Basically use other CLI tools, or shell reading loops, or perhaps even multiple invocations of gawk, to do a conversion ahead-of-time, before the data is given to the primary gawk invocation. Like Ed said, replace each delimiter to all be suffixed by the NULL character. Since that is done before gawk sees any data, gawk could be set to use the NULL character as RS, which would be treated as a plaintext string and not a regex, which means the regex hanging problem never comes into play. From there, the real delimiter and data chunk could be decoded and processed in whatever way you want.

gawk itself might even be able to do the ahead-of-time conversions....as long as each delimiter in question can be found using a plaintext RS and not a regex RS. Be careful of delimiters that contain characters that are special to a regex, as this might cause gawk to treat it as a regex when you aren't expecting it to.

Although I have now marked Ed's answer as the solution, I think that my final end-all solution will be a hybrid of Ed's approach, Kaz's insight, and some subsequent realizations I made thanks to them. Wish I could mark two answers as solutions! Thank you, everyone, for your help, especially Ed Morton and Kaz!

> [Object outline annotations]:
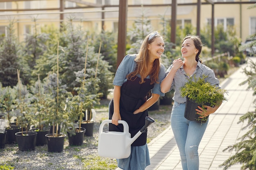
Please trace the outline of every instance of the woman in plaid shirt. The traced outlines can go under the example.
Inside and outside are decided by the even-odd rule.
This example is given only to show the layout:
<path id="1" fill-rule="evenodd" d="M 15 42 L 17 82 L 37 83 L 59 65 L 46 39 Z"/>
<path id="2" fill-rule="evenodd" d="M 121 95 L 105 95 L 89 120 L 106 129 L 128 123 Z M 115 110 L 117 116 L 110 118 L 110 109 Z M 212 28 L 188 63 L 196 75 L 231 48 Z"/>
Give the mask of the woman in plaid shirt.
<path id="1" fill-rule="evenodd" d="M 173 99 L 174 104 L 171 115 L 171 122 L 175 139 L 180 150 L 183 170 L 198 170 L 199 159 L 198 148 L 205 131 L 209 121 L 201 124 L 189 120 L 184 117 L 186 97 L 181 96 L 180 90 L 191 76 L 202 77 L 207 76 L 206 82 L 219 86 L 220 82 L 215 77 L 213 71 L 202 64 L 199 57 L 203 44 L 199 37 L 189 35 L 182 43 L 181 59 L 175 60 L 166 73 L 166 77 L 161 83 L 161 91 L 166 93 L 172 89 L 175 92 Z M 205 106 L 206 110 L 198 106 L 197 113 L 201 117 L 213 113 L 220 107 Z"/>

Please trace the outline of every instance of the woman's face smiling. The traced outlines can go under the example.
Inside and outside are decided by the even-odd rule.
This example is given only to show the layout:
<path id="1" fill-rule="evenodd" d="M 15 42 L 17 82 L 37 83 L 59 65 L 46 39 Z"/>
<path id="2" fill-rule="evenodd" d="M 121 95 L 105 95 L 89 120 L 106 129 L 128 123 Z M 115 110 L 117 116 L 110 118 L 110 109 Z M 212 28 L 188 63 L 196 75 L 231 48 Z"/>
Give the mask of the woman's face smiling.
<path id="1" fill-rule="evenodd" d="M 194 45 L 194 41 L 191 38 L 186 39 L 183 42 L 181 48 L 181 54 L 183 57 L 195 56 L 198 50 Z"/>
<path id="2" fill-rule="evenodd" d="M 157 37 L 148 44 L 148 55 L 154 59 L 159 58 L 164 51 L 164 43 L 161 37 Z"/>

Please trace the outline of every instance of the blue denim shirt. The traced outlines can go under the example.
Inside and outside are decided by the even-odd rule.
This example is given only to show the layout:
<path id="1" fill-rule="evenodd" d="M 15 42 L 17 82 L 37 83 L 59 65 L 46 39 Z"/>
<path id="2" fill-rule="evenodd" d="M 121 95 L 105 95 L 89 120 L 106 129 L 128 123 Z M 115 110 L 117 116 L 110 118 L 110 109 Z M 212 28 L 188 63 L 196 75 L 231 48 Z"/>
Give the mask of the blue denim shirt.
<path id="1" fill-rule="evenodd" d="M 166 71 L 166 76 L 168 74 L 172 67 L 172 64 Z M 212 86 L 219 86 L 220 81 L 215 77 L 213 71 L 205 65 L 202 64 L 200 61 L 198 62 L 195 71 L 191 76 L 187 75 L 184 70 L 184 66 L 182 66 L 175 73 L 171 89 L 169 90 L 170 91 L 173 88 L 175 91 L 174 96 L 173 98 L 173 100 L 179 103 L 184 103 L 186 102 L 186 97 L 181 96 L 180 89 L 188 82 L 189 77 L 194 75 L 196 78 L 202 77 L 203 75 L 206 75 L 207 77 L 205 78 L 206 82 L 209 82 Z"/>
<path id="2" fill-rule="evenodd" d="M 114 79 L 113 84 L 115 86 L 122 86 L 123 84 L 127 81 L 126 75 L 130 73 L 133 71 L 136 66 L 136 63 L 134 60 L 136 57 L 136 54 L 128 54 L 126 55 L 119 65 L 116 75 Z M 164 96 L 164 93 L 161 92 L 160 89 L 160 82 L 164 78 L 165 75 L 165 67 L 162 64 L 161 64 L 160 72 L 159 74 L 159 79 L 157 82 L 159 83 L 155 83 L 154 88 L 152 90 L 151 93 L 154 94 L 157 94 L 160 96 Z M 137 75 L 140 77 L 139 75 Z M 149 76 L 146 78 L 149 79 Z"/>

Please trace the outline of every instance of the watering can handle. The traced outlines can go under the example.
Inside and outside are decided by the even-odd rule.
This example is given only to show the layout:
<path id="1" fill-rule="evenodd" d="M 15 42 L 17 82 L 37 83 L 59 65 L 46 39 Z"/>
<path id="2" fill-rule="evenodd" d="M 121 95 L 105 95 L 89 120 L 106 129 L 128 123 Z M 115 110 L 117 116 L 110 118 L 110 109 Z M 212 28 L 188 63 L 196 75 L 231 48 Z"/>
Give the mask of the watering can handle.
<path id="1" fill-rule="evenodd" d="M 99 134 L 100 134 L 103 131 L 103 127 L 104 127 L 104 125 L 105 124 L 111 124 L 112 123 L 111 120 L 110 119 L 107 119 L 105 120 L 101 124 L 101 125 L 99 126 Z M 128 126 L 128 124 L 124 120 L 119 120 L 118 123 L 123 124 L 123 126 L 124 126 L 124 132 L 125 133 L 128 133 L 129 132 L 129 126 Z"/>

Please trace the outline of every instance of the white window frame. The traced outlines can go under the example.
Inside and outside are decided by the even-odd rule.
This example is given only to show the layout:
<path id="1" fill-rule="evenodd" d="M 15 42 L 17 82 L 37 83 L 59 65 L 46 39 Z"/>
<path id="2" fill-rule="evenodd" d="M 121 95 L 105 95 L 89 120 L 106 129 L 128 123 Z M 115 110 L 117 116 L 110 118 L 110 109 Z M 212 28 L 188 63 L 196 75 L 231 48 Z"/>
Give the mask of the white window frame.
<path id="1" fill-rule="evenodd" d="M 27 26 L 29 26 L 30 29 L 30 33 L 27 33 L 26 32 L 27 31 Z M 32 25 L 30 25 L 30 24 L 26 24 L 24 25 L 24 34 L 26 35 L 27 34 L 33 34 L 33 27 L 32 26 Z"/>
<path id="2" fill-rule="evenodd" d="M 26 3 L 29 3 L 29 8 L 26 8 Z M 40 9 L 46 7 L 46 0 L 26 1 L 24 2 L 24 8 L 26 9 Z"/>
<path id="3" fill-rule="evenodd" d="M 223 20 L 223 27 L 224 27 L 224 31 L 226 31 L 227 29 L 227 26 L 228 26 L 227 22 L 227 20 L 228 18 L 228 19 L 233 18 L 234 19 L 234 24 L 235 24 L 235 18 L 215 18 L 215 20 L 214 20 L 214 26 L 217 26 L 218 25 L 218 20 Z M 234 25 L 233 25 L 233 26 Z"/>
<path id="4" fill-rule="evenodd" d="M 0 7 L 0 9 L 11 9 L 12 8 L 12 3 L 11 3 L 11 2 L 1 2 L 1 3 L 3 3 L 4 4 L 4 7 L 2 7 L 2 6 L 1 6 L 1 7 Z M 11 4 L 11 8 L 7 8 L 7 4 Z"/>
<path id="5" fill-rule="evenodd" d="M 184 28 L 185 28 L 185 20 L 190 20 L 190 23 L 192 23 L 192 20 L 191 19 L 181 19 L 180 20 L 177 20 L 181 21 L 181 29 L 183 29 Z"/>
<path id="6" fill-rule="evenodd" d="M 100 2 L 100 4 L 102 5 L 119 5 L 119 0 L 108 0 L 110 4 L 106 4 L 105 0 L 99 0 L 101 2 Z M 95 3 L 97 3 L 97 1 L 99 0 L 95 0 Z"/>
<path id="7" fill-rule="evenodd" d="M 234 2 L 234 0 L 214 0 L 215 2 Z"/>
<path id="8" fill-rule="evenodd" d="M 233 26 L 235 25 L 235 18 L 214 18 L 214 26 L 216 27 L 218 25 L 218 20 L 223 20 L 223 29 L 224 29 L 224 31 L 226 31 L 227 27 L 227 20 L 228 19 L 233 19 L 234 20 L 234 25 Z M 211 23 L 209 23 L 209 21 L 211 20 Z M 208 18 L 207 19 L 207 23 L 208 24 L 210 25 L 211 24 L 211 18 Z"/>
<path id="9" fill-rule="evenodd" d="M 249 24 L 249 34 L 252 35 L 256 33 L 256 17 L 250 17 Z M 254 30 L 252 28 L 253 27 L 255 28 Z"/>
<path id="10" fill-rule="evenodd" d="M 0 26 L 0 27 L 4 27 L 4 35 L 5 37 L 7 37 L 7 26 Z"/>
<path id="11" fill-rule="evenodd" d="M 71 5 L 70 5 L 70 4 Z M 76 7 L 76 2 L 69 1 L 68 0 L 65 1 L 65 8 L 73 8 Z"/>

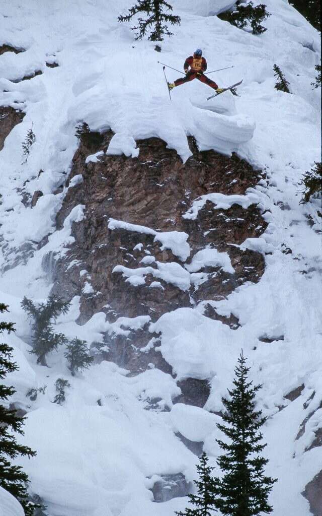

> [Written exercise]:
Carry on the passage about preconverting delimiters for gawk, beginning after its last sentence.

> [Result of the task]:
Solution

  • A workaround inserting a shell read loop into the pipeline to carve the original awk input (the OPs actual netcat output) up into individual characters and then feed them to awk one at a time:

    cat example.txt - |
    while IFS= read -r -d '' -N1 char; do printf '%s\0' "$char"; done |
    awk -v RS='\0' '
        /[;=]/ { if (rec != "") { print rec; fflush() }; rec=""; next }
        { rec=rec $0 }
    '
    AAAA
    AAAA
    AAAA
    AAAA
    

    That requires GNU awk or some other that can handle a NUL character as the RS as that's non-POSIX behavior. It does assume your input can't contain NUL bytes, i.e. it's a valid POSIX text "file".

    Read on for how we got there if interested...

    I thought there was at least 1 bug here as I found multiple oddities (see below) so I opened a gawk bug report at https://lists.gnu.org/archive/html/bug-gawk/2024-07/msg00006.html but per the gawk provider, Arnold, the differences in behavior in this case are just implementation details of having to read ahead to ensure the regexp matches the right string.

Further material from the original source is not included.